CHALLENGE: Collect every line in the items below that contains the word "lamp", and copy each one out. Case counts.

-*-*-

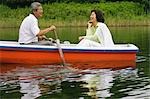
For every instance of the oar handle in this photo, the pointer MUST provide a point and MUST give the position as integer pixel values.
(56, 36)
(59, 48)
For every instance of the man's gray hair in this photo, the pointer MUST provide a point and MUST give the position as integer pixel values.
(34, 6)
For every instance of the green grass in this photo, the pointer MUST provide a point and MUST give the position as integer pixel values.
(75, 14)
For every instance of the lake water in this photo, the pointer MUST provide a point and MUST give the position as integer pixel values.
(56, 82)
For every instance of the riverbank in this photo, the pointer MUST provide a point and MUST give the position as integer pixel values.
(75, 14)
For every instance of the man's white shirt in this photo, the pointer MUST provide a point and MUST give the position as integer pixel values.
(29, 29)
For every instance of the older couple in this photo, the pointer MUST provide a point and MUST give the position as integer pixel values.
(97, 33)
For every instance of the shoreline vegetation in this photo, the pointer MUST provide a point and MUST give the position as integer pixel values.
(76, 14)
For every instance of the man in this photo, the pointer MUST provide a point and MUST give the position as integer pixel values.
(29, 32)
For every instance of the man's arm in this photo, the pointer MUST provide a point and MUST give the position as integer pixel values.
(43, 32)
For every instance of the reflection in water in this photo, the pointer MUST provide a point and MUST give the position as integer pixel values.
(29, 88)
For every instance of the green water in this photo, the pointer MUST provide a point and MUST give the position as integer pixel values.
(130, 83)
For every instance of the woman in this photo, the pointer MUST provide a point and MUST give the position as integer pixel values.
(97, 33)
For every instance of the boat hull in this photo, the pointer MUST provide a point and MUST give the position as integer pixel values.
(43, 55)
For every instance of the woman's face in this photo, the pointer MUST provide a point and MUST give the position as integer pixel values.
(39, 12)
(93, 17)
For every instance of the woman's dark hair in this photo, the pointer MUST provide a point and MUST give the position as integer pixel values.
(99, 15)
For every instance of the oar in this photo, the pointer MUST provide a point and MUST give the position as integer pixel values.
(60, 49)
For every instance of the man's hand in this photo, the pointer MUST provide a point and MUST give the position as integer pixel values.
(52, 28)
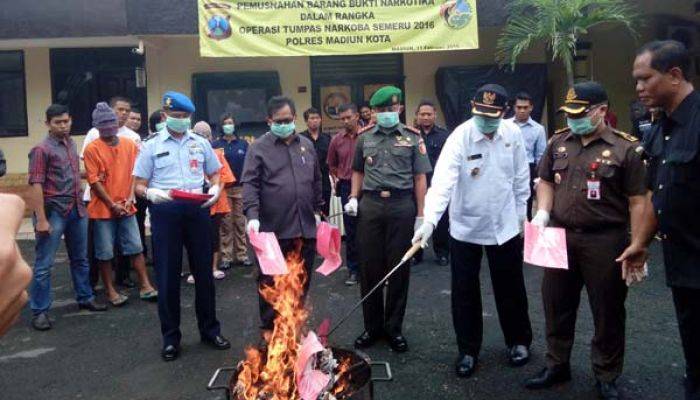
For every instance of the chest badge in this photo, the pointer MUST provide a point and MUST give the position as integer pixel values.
(557, 178)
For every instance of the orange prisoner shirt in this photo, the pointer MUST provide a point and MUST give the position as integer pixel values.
(226, 178)
(113, 167)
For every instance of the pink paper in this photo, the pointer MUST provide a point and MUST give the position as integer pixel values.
(545, 247)
(312, 384)
(309, 346)
(328, 247)
(269, 254)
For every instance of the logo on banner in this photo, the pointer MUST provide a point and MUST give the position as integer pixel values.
(457, 13)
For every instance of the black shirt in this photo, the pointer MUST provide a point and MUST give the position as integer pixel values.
(674, 178)
(321, 145)
(282, 186)
(434, 141)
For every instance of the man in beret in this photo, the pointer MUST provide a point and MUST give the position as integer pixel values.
(177, 158)
(592, 183)
(483, 174)
(389, 167)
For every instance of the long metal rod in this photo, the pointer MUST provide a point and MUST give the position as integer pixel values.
(409, 254)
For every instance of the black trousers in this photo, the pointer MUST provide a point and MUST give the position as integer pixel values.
(506, 266)
(384, 232)
(308, 254)
(687, 303)
(533, 175)
(591, 264)
(175, 224)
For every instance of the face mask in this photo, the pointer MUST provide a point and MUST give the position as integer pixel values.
(228, 129)
(179, 125)
(282, 130)
(582, 126)
(486, 125)
(388, 119)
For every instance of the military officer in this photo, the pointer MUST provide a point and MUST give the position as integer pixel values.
(483, 174)
(592, 183)
(389, 168)
(177, 158)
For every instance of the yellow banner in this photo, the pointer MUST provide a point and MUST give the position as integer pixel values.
(250, 28)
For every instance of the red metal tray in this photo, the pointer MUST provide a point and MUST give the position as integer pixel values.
(191, 197)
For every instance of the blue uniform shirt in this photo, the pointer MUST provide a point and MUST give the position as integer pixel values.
(234, 152)
(168, 163)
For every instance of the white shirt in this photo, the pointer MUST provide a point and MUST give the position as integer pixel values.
(485, 182)
(93, 134)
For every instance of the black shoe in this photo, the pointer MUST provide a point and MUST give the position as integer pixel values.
(170, 353)
(607, 390)
(549, 377)
(218, 342)
(465, 366)
(398, 343)
(518, 355)
(352, 279)
(126, 283)
(92, 305)
(366, 339)
(41, 322)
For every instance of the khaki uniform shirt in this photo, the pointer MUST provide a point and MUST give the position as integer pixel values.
(613, 160)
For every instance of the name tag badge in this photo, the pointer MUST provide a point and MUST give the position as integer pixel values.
(593, 189)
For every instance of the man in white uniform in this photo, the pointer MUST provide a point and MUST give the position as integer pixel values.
(483, 174)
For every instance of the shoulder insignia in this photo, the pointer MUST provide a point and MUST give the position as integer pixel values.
(365, 128)
(625, 136)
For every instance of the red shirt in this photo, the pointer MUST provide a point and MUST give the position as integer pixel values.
(340, 154)
(54, 164)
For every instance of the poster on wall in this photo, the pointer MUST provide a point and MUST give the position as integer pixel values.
(265, 28)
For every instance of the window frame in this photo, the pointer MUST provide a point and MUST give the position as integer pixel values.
(23, 72)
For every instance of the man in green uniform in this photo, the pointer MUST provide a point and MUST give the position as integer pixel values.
(389, 170)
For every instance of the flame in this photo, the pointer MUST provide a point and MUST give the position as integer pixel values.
(273, 377)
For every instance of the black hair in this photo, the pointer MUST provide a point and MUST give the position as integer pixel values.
(525, 96)
(346, 107)
(277, 103)
(426, 102)
(56, 110)
(155, 118)
(668, 54)
(309, 111)
(114, 100)
(224, 117)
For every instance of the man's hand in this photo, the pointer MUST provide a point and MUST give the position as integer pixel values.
(540, 219)
(157, 196)
(42, 227)
(215, 192)
(351, 207)
(15, 274)
(423, 233)
(253, 226)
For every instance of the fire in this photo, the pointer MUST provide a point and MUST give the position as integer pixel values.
(271, 375)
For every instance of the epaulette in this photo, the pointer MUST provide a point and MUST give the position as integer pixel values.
(365, 128)
(625, 136)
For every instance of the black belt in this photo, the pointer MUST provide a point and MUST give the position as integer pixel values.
(389, 193)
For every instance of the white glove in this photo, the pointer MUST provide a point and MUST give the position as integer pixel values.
(351, 207)
(157, 196)
(215, 192)
(540, 219)
(423, 233)
(253, 225)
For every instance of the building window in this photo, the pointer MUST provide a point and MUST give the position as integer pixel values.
(82, 77)
(13, 96)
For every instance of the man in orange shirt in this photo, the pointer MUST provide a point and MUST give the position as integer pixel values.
(108, 163)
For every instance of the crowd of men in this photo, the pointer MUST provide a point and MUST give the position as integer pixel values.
(610, 192)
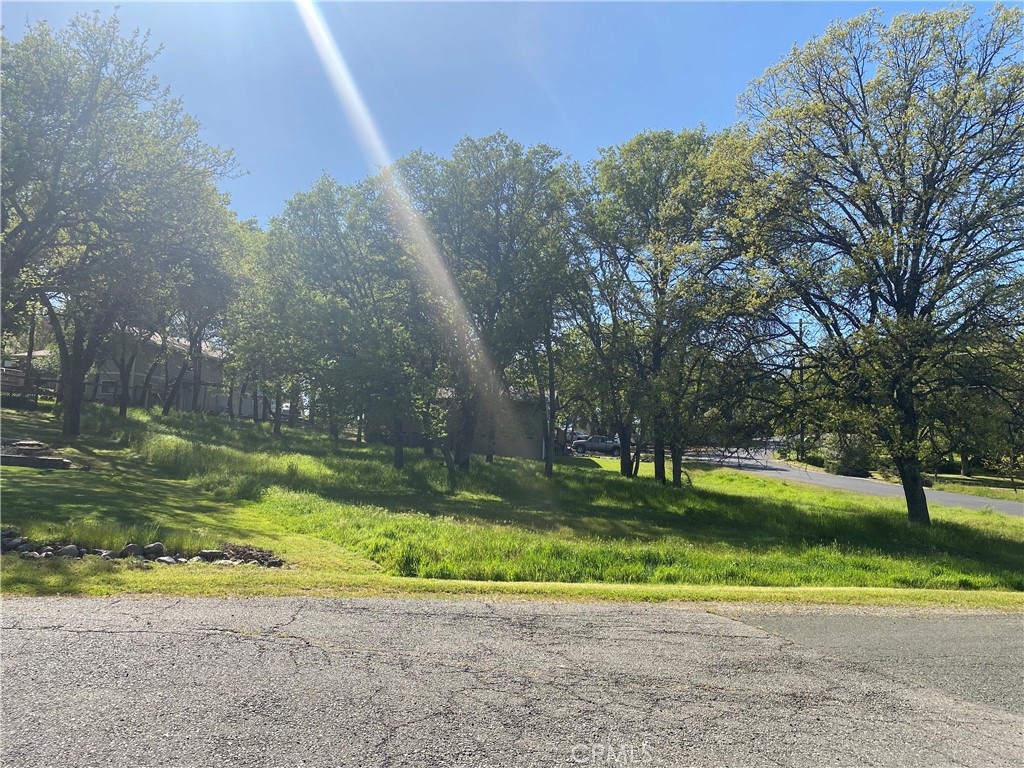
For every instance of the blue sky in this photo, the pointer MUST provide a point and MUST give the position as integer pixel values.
(576, 76)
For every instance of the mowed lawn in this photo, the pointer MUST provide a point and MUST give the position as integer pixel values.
(347, 522)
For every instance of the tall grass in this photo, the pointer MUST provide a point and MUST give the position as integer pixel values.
(510, 522)
(418, 545)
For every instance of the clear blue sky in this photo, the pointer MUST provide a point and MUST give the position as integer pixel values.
(576, 76)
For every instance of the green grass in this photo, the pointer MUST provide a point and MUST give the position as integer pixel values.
(349, 523)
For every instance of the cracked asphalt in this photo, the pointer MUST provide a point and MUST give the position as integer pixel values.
(374, 682)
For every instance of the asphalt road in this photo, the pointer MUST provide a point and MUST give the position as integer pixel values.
(783, 471)
(302, 682)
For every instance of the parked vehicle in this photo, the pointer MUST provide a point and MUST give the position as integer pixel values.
(597, 444)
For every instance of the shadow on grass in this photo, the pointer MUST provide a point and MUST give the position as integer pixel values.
(582, 500)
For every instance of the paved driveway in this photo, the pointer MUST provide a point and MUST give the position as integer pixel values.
(782, 471)
(301, 682)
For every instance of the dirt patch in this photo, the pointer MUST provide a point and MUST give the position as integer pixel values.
(247, 553)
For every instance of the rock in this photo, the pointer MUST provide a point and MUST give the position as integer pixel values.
(130, 550)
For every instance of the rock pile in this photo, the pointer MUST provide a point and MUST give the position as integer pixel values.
(11, 542)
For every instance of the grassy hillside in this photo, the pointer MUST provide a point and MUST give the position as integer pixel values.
(347, 522)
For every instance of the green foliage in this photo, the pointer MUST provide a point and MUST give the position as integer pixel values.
(205, 480)
(883, 212)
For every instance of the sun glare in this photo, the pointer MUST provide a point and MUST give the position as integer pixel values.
(433, 270)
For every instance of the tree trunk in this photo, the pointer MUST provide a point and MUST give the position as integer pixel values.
(492, 436)
(399, 441)
(625, 459)
(428, 435)
(197, 378)
(32, 351)
(450, 466)
(658, 459)
(74, 394)
(173, 394)
(549, 436)
(677, 465)
(125, 398)
(965, 464)
(295, 395)
(913, 488)
(464, 438)
(143, 397)
(75, 369)
(278, 401)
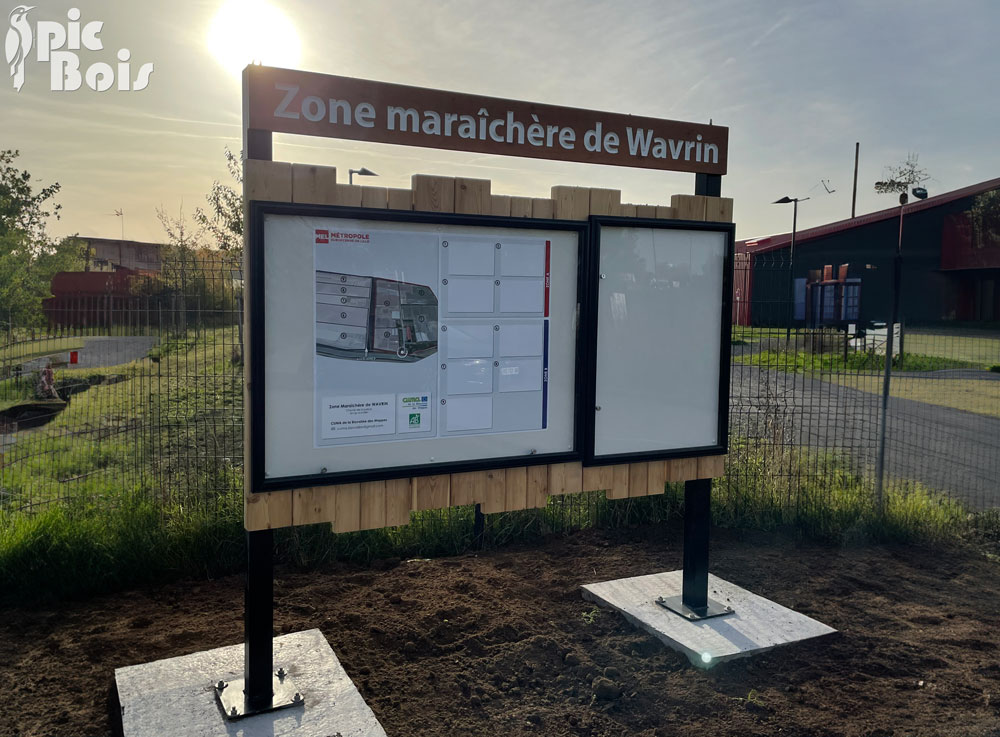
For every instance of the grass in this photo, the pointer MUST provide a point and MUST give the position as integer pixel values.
(147, 472)
(174, 424)
(983, 350)
(128, 538)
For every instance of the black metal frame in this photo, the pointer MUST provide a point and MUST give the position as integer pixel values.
(255, 453)
(591, 338)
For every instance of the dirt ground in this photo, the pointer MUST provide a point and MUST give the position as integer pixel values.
(502, 643)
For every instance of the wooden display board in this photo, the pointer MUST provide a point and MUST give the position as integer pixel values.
(375, 504)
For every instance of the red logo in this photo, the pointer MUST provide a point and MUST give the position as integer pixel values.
(326, 236)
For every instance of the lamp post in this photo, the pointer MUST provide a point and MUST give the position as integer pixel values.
(362, 172)
(791, 259)
(897, 278)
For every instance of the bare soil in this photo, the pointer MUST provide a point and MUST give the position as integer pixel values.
(501, 643)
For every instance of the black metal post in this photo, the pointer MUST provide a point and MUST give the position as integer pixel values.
(259, 620)
(478, 527)
(708, 184)
(697, 520)
(693, 603)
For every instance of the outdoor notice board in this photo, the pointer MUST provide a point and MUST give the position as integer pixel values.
(660, 378)
(401, 341)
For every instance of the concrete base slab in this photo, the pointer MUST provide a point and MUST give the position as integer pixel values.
(175, 696)
(755, 625)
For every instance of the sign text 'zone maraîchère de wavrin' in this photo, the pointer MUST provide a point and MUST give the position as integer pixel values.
(287, 101)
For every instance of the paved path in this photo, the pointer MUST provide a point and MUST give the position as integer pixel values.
(112, 351)
(947, 449)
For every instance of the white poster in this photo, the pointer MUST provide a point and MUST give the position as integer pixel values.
(391, 343)
(460, 323)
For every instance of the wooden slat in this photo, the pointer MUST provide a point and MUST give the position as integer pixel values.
(400, 199)
(316, 185)
(565, 478)
(472, 196)
(719, 209)
(375, 197)
(619, 487)
(467, 488)
(683, 469)
(538, 486)
(570, 203)
(398, 500)
(516, 489)
(520, 207)
(541, 208)
(267, 180)
(638, 479)
(689, 206)
(432, 193)
(557, 478)
(349, 195)
(312, 505)
(431, 492)
(496, 491)
(574, 477)
(605, 201)
(372, 505)
(598, 478)
(347, 508)
(711, 467)
(500, 205)
(267, 511)
(657, 477)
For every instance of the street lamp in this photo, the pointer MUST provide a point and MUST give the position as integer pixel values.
(791, 258)
(362, 172)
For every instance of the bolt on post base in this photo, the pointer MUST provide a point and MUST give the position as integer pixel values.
(677, 606)
(235, 704)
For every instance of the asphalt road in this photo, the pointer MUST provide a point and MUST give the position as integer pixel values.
(949, 450)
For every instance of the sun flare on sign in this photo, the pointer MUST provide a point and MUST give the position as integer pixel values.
(252, 31)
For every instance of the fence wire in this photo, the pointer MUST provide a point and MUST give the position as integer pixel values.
(112, 397)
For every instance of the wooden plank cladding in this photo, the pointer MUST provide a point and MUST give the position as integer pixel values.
(389, 503)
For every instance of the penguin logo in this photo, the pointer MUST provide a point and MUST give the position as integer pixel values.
(18, 43)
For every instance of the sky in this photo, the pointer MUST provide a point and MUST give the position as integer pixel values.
(797, 83)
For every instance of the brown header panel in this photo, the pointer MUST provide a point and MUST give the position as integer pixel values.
(289, 101)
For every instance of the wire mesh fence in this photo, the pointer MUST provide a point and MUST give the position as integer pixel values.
(135, 392)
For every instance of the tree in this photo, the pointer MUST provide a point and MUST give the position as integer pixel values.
(901, 177)
(223, 222)
(21, 209)
(28, 259)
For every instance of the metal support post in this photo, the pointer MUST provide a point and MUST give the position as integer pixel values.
(693, 603)
(708, 184)
(258, 618)
(478, 527)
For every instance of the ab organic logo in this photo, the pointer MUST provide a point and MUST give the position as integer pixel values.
(61, 45)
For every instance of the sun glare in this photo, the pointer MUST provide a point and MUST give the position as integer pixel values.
(252, 31)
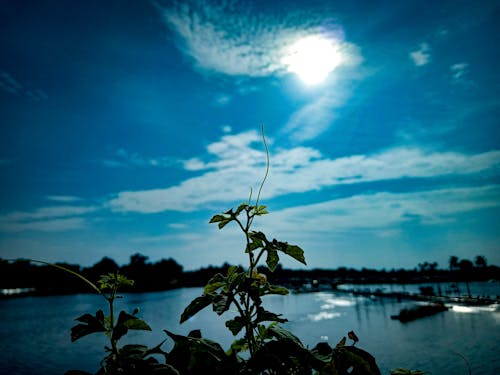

-*-*-

RESULT OF THE EXERCISE:
For every instance of the lamp post in this photo, the pointer MUST provide a point and MUST give the position as integer pixel values.
For every instance of the street lamp in this photo, the pointer MUST provide a point and MUST give the position as integer pixel values.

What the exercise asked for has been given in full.